### SET TASK
Lay out every line of the listing below as a Markdown table with the columns Row and Line, skipping blank lines.

[Saved records]
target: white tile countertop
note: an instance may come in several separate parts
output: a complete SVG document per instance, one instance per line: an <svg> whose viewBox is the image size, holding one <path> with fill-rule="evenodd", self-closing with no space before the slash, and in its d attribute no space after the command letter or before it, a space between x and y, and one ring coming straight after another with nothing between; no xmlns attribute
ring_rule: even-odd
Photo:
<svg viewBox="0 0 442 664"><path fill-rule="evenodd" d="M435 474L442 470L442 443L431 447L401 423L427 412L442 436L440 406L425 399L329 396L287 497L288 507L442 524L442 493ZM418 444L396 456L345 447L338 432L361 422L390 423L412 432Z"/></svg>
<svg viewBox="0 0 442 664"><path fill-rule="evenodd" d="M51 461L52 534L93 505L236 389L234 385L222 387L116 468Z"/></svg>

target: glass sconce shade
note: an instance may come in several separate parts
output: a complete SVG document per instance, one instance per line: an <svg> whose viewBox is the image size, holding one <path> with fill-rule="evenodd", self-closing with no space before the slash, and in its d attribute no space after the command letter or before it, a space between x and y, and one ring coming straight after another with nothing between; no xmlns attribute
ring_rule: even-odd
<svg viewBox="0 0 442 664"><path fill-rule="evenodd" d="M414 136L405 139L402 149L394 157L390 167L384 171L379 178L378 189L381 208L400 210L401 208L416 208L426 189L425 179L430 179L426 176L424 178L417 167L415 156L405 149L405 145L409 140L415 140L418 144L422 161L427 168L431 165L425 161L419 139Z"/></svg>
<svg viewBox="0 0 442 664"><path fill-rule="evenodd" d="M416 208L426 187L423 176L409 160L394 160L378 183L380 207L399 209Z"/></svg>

### SOLUTION FOR THIS PROBLEM
| Row | Line |
|---|---|
| 1 | target: white tile countertop |
| 2 | note: an instance may come in several separate parts |
| 3 | output: a complete SVG document per instance, one instance per line: an <svg> whose viewBox is the image size, holding one <path> with fill-rule="evenodd", self-closing with no space before the slash, and in its d attribute no space after the command letter or before it, a space between x and y, and one ring coming straight after another with nothing between; no xmlns attribute |
| 4 | ring_rule: even-odd |
| 5 | Photo: |
| 6 | <svg viewBox="0 0 442 664"><path fill-rule="evenodd" d="M435 474L442 470L442 443L431 447L401 423L427 412L442 436L440 406L425 399L329 396L287 497L288 507L442 524L442 493ZM418 444L396 456L345 447L338 432L361 422L390 423L412 432Z"/></svg> |
| 7 | <svg viewBox="0 0 442 664"><path fill-rule="evenodd" d="M51 461L52 534L93 505L236 389L234 385L222 387L116 468Z"/></svg> |
| 8 | target: glass sconce shade |
| 9 | note: an instance may come in several separate parts |
| 10 | output: a complete SVG document per instance, one instance per line: an <svg> whose viewBox is the image size, holding one <path> with fill-rule="evenodd", self-closing with no space before the slash, and in its d attribute no space after the command letter or before it, a space between x and y, and one ring coming straight after another with nothing between; no xmlns attribute |
| 11 | ring_rule: even-odd |
| 12 | <svg viewBox="0 0 442 664"><path fill-rule="evenodd" d="M414 136L405 139L402 149L394 157L390 167L384 171L379 178L378 189L381 208L400 210L401 208L416 208L426 189L425 179L430 179L426 176L424 178L417 167L415 156L405 149L405 145L409 140L415 140L418 144L422 161L427 168L431 165L425 161L419 139Z"/></svg> |
| 13 | <svg viewBox="0 0 442 664"><path fill-rule="evenodd" d="M416 208L426 187L423 176L409 160L394 160L378 183L380 207L399 209Z"/></svg> |